本文 -
********

小田 章写真和歌山大学の観光学部設置がスタートしたのは平成16年5月末。もともとは、平成14年8月に自分が学長に就任した折に議員の方々へ挨拶に回ったところ、衆議院議員の二階先生や参議院議員の鶴保先生等が開口一番「和歌山大学に観光学部を作らないか」と提案されたのが事の始まりです。それから1年後、法人化を間近に控えた平成15年に、運営費交付金が大幅に減らされるとの話もあって、観光学部構想が再燃しました。和歌山大学は教育学部と経済学部とシステム工学部の3学部からなる複合大学ですが、国立大学の統廃合が予想される中、学部を新たに作って生き残りのための基盤強化を図る考えでいました。ちょうどその時に「観光学部」の話が持ち上がったのです。

話は少しそれますが、学長になってからの新たな試みとして、1~2カ月に1回のペースで定例記者会見を開催し、大学の情報をすべてマスコミに開示するようにしています。その結果、和歌山大学に関して毎年500件程度の新聞記事が出るようになりました。和歌山大学だけでなく、和歌山県にとっても大きなプラスとなっていると確信しています。和歌山大学の存在が全国に知られることは、「和歌山」という地名を多くの人に知ってもらうことにつながるからです。

さて観光学部の設置には学内の反対も予想されましたので、一計を案じ平成16年に、定例記者会見の場を利用して、観光学部設置の案を「私見」として発信しました。その翌日、各メディアが「和歌山大学学長、観光学部構想を語る――」という内容の記事を出したところ、外部から大きな賛同を得ました。平成16年7月2日に紀伊山地の霊場と参詣道が国内13番目の世界文化遺産に登録されましたが、ちょうどその直前だったことも背景にあります。当時の和歌山県知事が「観光立県」を政策に掲げていたこともあり、行政・経済界をあげて構想に賛成していただきました。

そうして、7月20日に文部科学省との交渉が始まり、その4年後に学部創設に至りました。

********

提供データ -
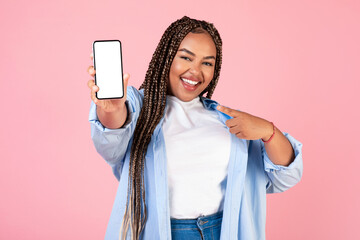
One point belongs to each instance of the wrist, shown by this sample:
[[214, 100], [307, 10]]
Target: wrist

********

課題 -
(a) 和歌山大学観光学部の設置に関する本文から、「話は少しそれますが、学長にな」で始まり「想に賛成していただきました。」で終わる部分をそのまま再掲してください。
(b) 和歌山大学観光学部の設置に関する本文によると、紀伊山地の霊場と参詣道が世界文化遺産に登録されたのはいつですか。
(c) 和歌山大学観光学部の設置に関する本文を、最後の文の後から引き継いで書き進めてください。

解答 -
(a)
話は少しそれますが、学長になってからの新たな試みとして、1~2カ月に1回のペースで定例記者会見を開催し、大学の情報をすべてマスコミに開示するようにしています。その結果、和歌山大学に関して毎年500件程度の新聞記事が出るようになりました。和歌山大学だけでなく、和歌山県にとっても大きなプラスとなっていると確信しています。和歌山大学の存在が全国に知られることは、「和歌山」という地名を多くの人に知ってもらうことにつながるからです。

さて観光学部の設置には学内の反対も予想されましたので、一計を案じ平成16年に、定例記者会見の場を利用して、観光学部設置の案を「私見」として発信しました。その翌日、各メディアが「和歌山大学学長、観光学部構想を語る――」という内容の記事を出したところ、外部から大きな賛同を得ました。平成16年7月2日に紀伊山地の霊場と参詣道が国内13番目の世界文化遺産に登録されましたが、ちょうどその直前だったことも背景にあります。当時の和歌山県知事が「観光立県」を政策に掲げていたこともあり、行政・経済界をあげて構想に賛成していただきました。

(b) 平成16年7月2日です。

(c)
まず、平成19年に経済学部の下に観光学科(定員80名、教員16名)を作り、その後平成20年に観光学部(定員110名、教員26名)として独立させました。

学部新設の裏にある「法人化」と「地域再生」

観光学部を作ろうとした背景には、先述のように、大学の基盤強化を図る考えがありました。和歌山大学は教育学部が1872年、経済学部が1922年にその礎をもつように、非常に伝統のある大学であり、そういう歴史を守っていかねばという意識がありました。和歌山県に高等教育機関が非常に少ないことも学部新設を後押ししました。実をいえばもっと早くから学部の増設を考えるべきでしたが、学部間の綱引きもあって、そうした動きが停滞していました。平成7年にシステム工学部ができ、平成20年に観光学部ができたことで和歌山大学もそれなりに発展できたと考えています。

さらには、地域再生という目的意識もありました。都市部と地方の格差拡大が言われていますが、特に和歌山県では人口減少と同時に高齢化が全国一のペースで進行しています。しかし、私自身は高齢化の進展をそれ程悲観視する必要は無いと考えます。むしろ、高齢化社会を上手く活かす逆転の発想、プラス思考が必要ではないかと。元気な高齢者の経験や知恵を活かすことが、活気ある高齢化社会の実現につながると常々考えています。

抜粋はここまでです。